* **Aufgabe**
Übertrage den Satz „Ein Strömungsabriss war bisher nicht zu provozieren.“ aus dem Textauszug über den Nurflügelsegler „Tamagotschy“ ins Englische.

* **Textauszug**

* * * * * * *

Artikel aus FMT-Elektro Ausgabe 1999
Konstruktion eines Elektronurflügels nach dem M-V-Konzept, von Raimund Sonst. Nurflügel beschäftigen mich schon ein paar Jahre. Mich begeistert vor allem das interessante Flugbild und die angenehmen Flugeigenschaften erprobter Konstruktionen wie z.B. beim Co5. Vor ca. drei Jahren baute ich einen Elektrosegler "Stromer" nach dem Stromburgprinzip mit 5m Spannweite. Inzwischen oft geflogen, reizte mich gerade dieser Modellentwurf zur Weiterentwicklung und zum experimentieren. Eine der wenigen Dokumentationen von dem "Vater" des Konzeptes Herrn Prof. Schönherr findet man im Buch "Nurflügel", von H.J. Unverfert. In dem Artikel kann man sich Geschmack auf einen solchen Nurflügel holen.
Folgende Zielsetzungen ergaben sich für mich:Es entstand der kleine Nurflügelsegler "Tamagotschy".
Vom Nurflügelexperten Hans Meyer bekam ich die entsprechenden Profile. Der Erstflug in der Thermik war begeisternd. Während der Testphase fiel allerdings eine Unart des Modells auf. Es flog nur mit vielen Tricks eine Kurve. Auch ein inzwischen zweites Modell zeigte diese unangenehme Eigenschaft. Man gibt Querruder und das Modell fliegt weiter geradeaus. Mit einigen Experten wurde über diese Unart gerätselt. Es konnte nur negatives Gieren, gekoppelt mit dem negativen Wendemoment, beim Querruderausschlag sein. Auch die V-Form wurde diskutiert.
Ein neuer Flieger mit Junkers-Spaltklappen, anstelle von Querrudern, wurde gebaut. Ausserdem änderte ich die Randbögen. In der jetzigen Ausführung fliegt "Tamagotschy" sehr gut. Das negative Gieren, sowie das negative Wendemoment wurde durch die Spaltklappen vollständig beseitigt. Lediglich ein kleines Schieberollmoment lässt sich feststellen, welches das Modell in den Wind kurvt. Das Modell ist in allen Fluglagen sehr gutmütig. Ein Strömungsabriss war bisher nicht zu provozieren. Im extremen Langsamflug nimmt das Modell die "Nase" runter und holt wieder Fahrt auf.
Zum Bau des "Tamagotschy"

* * * * * * *

* **Datensätze**

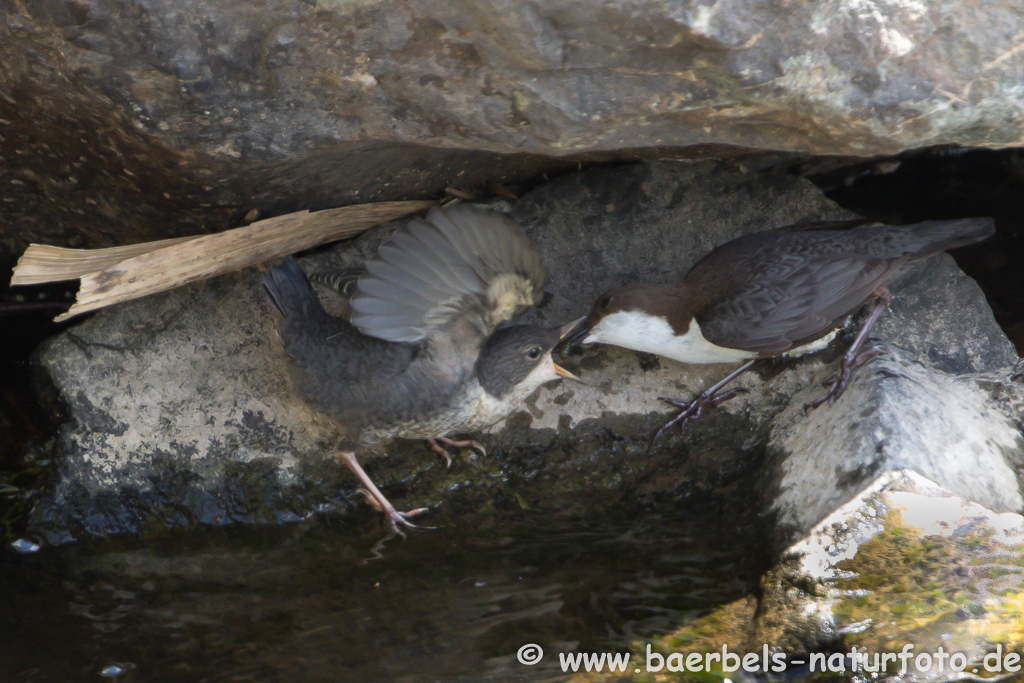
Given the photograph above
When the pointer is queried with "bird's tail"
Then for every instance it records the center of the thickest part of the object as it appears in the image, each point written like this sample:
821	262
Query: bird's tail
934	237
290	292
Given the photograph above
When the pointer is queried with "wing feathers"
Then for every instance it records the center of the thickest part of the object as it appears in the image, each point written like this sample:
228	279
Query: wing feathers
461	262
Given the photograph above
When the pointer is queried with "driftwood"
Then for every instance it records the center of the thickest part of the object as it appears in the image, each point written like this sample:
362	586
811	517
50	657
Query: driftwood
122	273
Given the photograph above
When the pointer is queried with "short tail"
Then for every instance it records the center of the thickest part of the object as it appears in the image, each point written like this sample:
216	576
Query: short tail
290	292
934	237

* * * * * * *

* **Antwort**
So far, it has not been possible to provoke a stall.